- Problem to solve: Rewrite the lines starting with the line that contains "form: x=45 y=29." and ending with the line that contains "x=319 y=105", replacing "wooden post" with "timber post" and keeping all else unchanged. Leave the pictures out of your answer.
═══ Records for this task ═══
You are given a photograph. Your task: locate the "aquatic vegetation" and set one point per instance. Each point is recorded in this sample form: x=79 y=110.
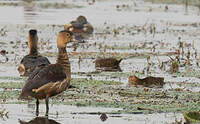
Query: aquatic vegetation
x=85 y=92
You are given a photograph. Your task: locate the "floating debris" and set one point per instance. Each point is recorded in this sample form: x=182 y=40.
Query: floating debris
x=108 y=64
x=147 y=82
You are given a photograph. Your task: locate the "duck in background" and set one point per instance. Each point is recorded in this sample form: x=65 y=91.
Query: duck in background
x=80 y=28
x=39 y=120
x=31 y=61
x=108 y=64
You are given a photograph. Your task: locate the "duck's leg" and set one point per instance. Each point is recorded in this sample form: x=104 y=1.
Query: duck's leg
x=47 y=105
x=37 y=107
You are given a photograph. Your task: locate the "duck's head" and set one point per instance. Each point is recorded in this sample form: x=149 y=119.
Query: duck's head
x=81 y=19
x=63 y=38
x=32 y=39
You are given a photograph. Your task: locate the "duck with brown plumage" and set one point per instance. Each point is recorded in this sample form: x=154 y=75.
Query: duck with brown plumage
x=39 y=120
x=51 y=79
x=80 y=27
x=32 y=60
x=108 y=64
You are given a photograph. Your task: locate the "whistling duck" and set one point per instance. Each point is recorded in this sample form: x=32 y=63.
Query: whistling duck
x=108 y=64
x=81 y=28
x=52 y=79
x=148 y=81
x=32 y=60
x=39 y=120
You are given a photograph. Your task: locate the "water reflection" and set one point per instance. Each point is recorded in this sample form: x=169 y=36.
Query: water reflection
x=39 y=120
x=29 y=10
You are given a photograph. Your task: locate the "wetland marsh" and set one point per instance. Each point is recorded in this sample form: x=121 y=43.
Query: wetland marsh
x=144 y=34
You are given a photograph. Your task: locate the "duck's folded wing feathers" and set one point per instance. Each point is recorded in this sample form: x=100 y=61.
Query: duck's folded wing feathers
x=43 y=75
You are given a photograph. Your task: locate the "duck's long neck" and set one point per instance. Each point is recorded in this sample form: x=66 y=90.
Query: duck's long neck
x=33 y=51
x=63 y=59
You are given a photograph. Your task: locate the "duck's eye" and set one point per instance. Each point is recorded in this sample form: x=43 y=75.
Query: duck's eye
x=68 y=35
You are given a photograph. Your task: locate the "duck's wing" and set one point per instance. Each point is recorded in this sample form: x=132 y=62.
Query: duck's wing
x=30 y=62
x=43 y=75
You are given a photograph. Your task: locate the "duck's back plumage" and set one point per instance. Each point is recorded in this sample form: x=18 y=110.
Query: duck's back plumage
x=41 y=76
x=30 y=62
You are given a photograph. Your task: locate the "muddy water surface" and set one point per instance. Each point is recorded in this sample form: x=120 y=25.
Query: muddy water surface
x=133 y=42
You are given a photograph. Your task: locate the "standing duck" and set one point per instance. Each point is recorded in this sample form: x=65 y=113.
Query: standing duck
x=108 y=64
x=51 y=79
x=32 y=60
x=81 y=28
x=39 y=120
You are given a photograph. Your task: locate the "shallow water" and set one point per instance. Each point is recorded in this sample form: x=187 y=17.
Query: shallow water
x=17 y=20
x=66 y=114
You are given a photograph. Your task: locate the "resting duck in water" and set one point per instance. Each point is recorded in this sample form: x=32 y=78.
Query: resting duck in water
x=32 y=60
x=81 y=28
x=52 y=79
x=108 y=64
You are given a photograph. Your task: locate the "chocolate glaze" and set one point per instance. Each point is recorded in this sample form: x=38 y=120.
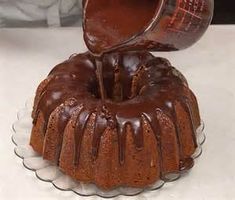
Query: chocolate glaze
x=154 y=25
x=145 y=86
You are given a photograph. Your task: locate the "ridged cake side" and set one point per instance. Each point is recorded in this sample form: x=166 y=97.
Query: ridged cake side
x=132 y=143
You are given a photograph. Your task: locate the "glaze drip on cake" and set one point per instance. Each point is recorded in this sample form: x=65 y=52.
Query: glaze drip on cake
x=140 y=89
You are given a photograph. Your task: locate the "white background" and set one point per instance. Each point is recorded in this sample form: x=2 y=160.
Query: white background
x=26 y=57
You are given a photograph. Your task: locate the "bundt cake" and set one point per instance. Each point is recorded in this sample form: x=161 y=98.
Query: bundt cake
x=143 y=132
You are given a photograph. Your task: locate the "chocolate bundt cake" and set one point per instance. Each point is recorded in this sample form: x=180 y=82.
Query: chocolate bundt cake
x=144 y=131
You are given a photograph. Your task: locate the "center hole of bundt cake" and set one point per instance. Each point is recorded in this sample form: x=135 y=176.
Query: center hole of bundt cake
x=119 y=86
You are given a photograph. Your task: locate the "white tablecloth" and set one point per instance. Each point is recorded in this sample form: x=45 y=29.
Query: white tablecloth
x=27 y=55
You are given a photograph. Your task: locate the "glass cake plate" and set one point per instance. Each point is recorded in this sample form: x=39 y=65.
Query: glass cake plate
x=47 y=171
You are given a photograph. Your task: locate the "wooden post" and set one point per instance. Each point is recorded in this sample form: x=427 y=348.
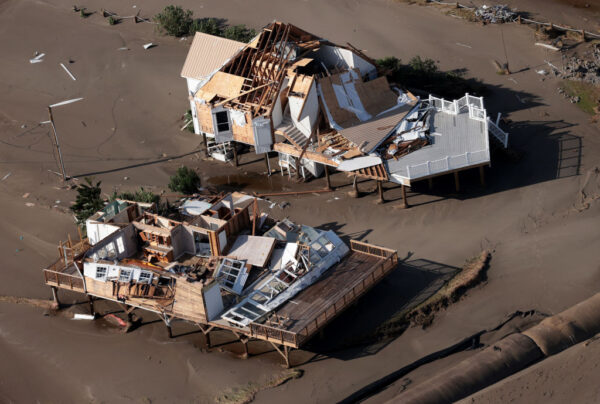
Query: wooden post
x=404 y=201
x=205 y=142
x=235 y=159
x=91 y=302
x=286 y=355
x=267 y=164
x=380 y=191
x=355 y=191
x=456 y=181
x=55 y=297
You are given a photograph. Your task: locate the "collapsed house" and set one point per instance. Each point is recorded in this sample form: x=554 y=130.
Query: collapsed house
x=220 y=264
x=319 y=105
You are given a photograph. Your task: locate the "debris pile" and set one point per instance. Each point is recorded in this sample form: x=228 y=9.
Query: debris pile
x=586 y=69
x=495 y=14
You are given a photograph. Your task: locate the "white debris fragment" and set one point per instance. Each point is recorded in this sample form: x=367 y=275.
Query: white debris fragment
x=68 y=72
x=37 y=59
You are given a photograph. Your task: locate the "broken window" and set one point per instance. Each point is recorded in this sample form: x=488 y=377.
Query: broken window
x=125 y=275
x=232 y=275
x=101 y=273
x=145 y=277
x=222 y=119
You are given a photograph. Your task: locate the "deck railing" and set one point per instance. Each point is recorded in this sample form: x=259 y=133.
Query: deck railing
x=447 y=163
x=62 y=280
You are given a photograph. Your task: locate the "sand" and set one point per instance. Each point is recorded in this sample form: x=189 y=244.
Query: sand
x=544 y=242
═══
- Response below:
You are given a photograph. Your task: locate the "white tablecloth" and set one point per instance. Each point is recorded in this sample form: x=45 y=29.
Query: white tablecloth
x=27 y=55
You are given a photograph. Your task: locate the "glass cake plate" and set one point per instance. Each point is recorded in this sample form: x=39 y=65.
Query: glass cake plate
x=47 y=171
You are given a photograph. Your task: locate the "timber post" and set one point per instance. Each point is recorded in this sample form: x=427 y=348.
Query: timber post
x=404 y=201
x=205 y=142
x=235 y=159
x=91 y=302
x=286 y=355
x=267 y=164
x=380 y=191
x=355 y=191
x=456 y=181
x=55 y=297
You are given a photograph. Your task: locate the "collapsed house" and set one point per instance. Each point is recorded in this sample form: x=554 y=130.
Query: collapsed house
x=220 y=264
x=319 y=105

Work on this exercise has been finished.